--- Supplied text ---
Monday, February 27, 2012

Tutorial Architecture

A friend of mine critiqued my post on parallelism. It gave me some good insight. into what needs to be done and what was done well. It has made me think about what makes a good tutorial/guide/instructional writing of any kind. One thing I thought of was how much detail is necessary. If I put forth to much detail the reading becomes overwhelming, if I don't put in enough detail then it may not get the important information across. Also, Gadget commented on the value of examples and summaries. So this is the approach I came up with.

I start with a topic, in this case parallelism. A topic is a piece that is meant to be read together as one chunk. Kind of like section in a chapter or a post on a blog. Each topic is made up of concepts and key words. At the beginning of a topic introduce what the concepts to be covered and define the key words for that topic. Give a summary over view of the topic and then go into the concepts.

Each concept has several levels of explanation. The first paragraph of the concept is the summary of the concept for some one who already knows the concept. This way, if some one reads this summary and feels confident that they understand the concept, they can continue on to the next one. In this way some one who knows a lot but maybe missing a few things can skim really easily.

The next section of the concept is optional. It tries to explain the concept carefully. Some one who this is a new field would should be able to understand this explanation. And there may be more than one attempt. this part of the concept is attempt after attempt to explain the concept. coming from different angles. pictures, analogies, detailed explanations, what ever it takes to get help anyone understand the concept. the reader need only read how ever much it takes to understand the summarized earlier.

After the explanations, it continues on to the next concept. There isn't a summary because the reader is expected to read the summary that came first. I may change that and just restate the summary in different words.

[Items listed in a dataset]

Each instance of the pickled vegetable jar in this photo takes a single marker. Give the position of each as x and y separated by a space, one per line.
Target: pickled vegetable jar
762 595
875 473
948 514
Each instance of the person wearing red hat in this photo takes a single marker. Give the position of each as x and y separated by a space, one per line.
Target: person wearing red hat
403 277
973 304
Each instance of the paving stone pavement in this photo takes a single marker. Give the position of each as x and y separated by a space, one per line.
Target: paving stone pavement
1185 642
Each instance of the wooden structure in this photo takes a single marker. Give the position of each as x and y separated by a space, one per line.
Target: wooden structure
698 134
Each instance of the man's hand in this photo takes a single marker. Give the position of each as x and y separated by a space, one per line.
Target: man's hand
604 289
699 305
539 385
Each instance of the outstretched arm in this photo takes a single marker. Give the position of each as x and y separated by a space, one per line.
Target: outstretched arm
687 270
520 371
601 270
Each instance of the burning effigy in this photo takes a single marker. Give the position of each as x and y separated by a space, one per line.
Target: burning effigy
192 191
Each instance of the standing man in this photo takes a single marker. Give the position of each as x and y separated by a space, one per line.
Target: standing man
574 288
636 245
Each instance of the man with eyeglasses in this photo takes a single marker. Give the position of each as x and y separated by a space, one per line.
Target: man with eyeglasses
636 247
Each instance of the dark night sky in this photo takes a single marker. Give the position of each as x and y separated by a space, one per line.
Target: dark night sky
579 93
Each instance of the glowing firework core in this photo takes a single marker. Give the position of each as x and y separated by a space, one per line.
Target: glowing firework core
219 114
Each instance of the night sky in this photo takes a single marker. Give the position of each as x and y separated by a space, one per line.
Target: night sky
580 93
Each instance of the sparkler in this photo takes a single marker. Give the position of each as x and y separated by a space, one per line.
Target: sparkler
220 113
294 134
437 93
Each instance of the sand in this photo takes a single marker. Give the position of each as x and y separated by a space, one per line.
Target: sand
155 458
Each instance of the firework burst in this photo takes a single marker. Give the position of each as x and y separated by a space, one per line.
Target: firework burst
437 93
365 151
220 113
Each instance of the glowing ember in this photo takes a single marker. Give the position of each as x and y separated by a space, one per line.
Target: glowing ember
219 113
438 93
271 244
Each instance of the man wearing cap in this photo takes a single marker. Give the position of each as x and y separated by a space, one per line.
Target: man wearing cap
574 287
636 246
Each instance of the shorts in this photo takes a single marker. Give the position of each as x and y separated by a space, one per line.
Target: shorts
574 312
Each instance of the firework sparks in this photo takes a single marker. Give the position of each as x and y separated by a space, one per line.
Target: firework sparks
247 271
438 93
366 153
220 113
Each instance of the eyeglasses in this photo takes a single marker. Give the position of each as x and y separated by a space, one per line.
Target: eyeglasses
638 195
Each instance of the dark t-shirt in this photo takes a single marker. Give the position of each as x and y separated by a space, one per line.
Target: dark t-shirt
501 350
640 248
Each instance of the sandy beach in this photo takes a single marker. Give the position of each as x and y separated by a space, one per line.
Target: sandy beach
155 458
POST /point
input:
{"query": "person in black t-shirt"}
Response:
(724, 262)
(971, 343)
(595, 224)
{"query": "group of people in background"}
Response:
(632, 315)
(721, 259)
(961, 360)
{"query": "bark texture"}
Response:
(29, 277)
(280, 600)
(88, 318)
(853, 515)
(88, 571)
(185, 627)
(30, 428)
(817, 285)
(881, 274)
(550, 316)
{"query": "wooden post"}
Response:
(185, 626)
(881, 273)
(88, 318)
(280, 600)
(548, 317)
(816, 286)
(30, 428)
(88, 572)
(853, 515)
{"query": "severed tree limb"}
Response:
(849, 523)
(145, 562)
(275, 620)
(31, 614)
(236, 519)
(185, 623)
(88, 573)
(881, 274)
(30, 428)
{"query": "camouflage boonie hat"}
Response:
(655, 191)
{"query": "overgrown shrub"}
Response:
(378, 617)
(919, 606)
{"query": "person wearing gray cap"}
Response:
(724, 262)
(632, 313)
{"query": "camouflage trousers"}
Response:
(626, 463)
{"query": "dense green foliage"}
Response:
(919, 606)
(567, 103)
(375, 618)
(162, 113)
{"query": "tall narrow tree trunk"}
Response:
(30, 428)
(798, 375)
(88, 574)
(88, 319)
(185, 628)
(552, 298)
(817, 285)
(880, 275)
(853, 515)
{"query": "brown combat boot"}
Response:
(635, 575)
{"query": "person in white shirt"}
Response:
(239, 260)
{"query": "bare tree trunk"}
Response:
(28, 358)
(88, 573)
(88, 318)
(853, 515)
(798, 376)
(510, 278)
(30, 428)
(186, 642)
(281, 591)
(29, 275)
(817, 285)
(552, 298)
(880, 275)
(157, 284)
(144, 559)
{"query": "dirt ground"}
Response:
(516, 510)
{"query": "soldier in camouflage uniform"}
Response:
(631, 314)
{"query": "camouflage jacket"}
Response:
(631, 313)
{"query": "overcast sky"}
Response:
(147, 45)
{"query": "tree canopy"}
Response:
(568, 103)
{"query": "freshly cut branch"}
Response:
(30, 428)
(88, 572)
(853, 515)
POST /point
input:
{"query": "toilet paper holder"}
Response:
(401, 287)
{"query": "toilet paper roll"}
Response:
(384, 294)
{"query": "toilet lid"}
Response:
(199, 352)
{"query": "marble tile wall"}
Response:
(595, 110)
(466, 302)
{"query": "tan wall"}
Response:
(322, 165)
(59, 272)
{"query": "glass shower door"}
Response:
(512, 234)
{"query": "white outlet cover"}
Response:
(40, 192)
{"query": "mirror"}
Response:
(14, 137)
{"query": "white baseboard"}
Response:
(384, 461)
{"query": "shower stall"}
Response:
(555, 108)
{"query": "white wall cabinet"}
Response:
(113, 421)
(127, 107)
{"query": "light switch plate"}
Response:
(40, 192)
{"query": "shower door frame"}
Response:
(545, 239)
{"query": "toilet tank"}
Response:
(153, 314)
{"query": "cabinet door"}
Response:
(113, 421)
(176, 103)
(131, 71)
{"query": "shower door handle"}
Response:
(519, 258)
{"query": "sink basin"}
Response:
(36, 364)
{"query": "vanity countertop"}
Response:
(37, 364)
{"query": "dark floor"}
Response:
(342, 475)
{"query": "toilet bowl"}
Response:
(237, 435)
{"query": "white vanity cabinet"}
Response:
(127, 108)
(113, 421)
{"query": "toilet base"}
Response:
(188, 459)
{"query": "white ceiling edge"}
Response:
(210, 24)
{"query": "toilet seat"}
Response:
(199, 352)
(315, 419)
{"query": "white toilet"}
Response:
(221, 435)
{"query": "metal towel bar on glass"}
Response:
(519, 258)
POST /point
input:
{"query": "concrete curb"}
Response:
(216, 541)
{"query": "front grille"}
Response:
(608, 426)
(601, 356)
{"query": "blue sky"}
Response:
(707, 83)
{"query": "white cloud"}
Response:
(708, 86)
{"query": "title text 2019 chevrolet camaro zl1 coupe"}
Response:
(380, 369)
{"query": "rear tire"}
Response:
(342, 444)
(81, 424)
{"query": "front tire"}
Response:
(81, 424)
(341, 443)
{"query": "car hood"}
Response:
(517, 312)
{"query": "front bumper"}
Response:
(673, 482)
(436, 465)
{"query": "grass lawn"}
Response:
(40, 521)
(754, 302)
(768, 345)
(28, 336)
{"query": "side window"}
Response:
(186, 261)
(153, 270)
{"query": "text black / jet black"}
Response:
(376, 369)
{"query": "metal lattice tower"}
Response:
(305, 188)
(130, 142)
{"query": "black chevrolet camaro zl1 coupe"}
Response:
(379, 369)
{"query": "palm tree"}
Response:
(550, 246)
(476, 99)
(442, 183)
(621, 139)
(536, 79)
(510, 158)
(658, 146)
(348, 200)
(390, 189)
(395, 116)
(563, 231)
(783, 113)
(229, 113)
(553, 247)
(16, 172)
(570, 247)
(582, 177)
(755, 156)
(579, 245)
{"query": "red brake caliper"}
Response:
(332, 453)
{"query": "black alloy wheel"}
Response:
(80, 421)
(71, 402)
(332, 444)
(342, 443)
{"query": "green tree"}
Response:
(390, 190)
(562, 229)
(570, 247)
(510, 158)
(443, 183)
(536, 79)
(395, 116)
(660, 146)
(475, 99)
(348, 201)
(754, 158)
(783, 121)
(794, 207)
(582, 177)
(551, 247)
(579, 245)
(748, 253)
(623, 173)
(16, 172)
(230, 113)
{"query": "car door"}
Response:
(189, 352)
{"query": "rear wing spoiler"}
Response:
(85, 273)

--- Given problem ---
Translate this sentence from the post on tutorial architecture into French: "Each concept has several levels of explanation." The rows are separate material and have no connection to the post on tutorial architecture.

--- Result of this exercise ---
Chaque concept comporte plusieurs niveaux d'explication.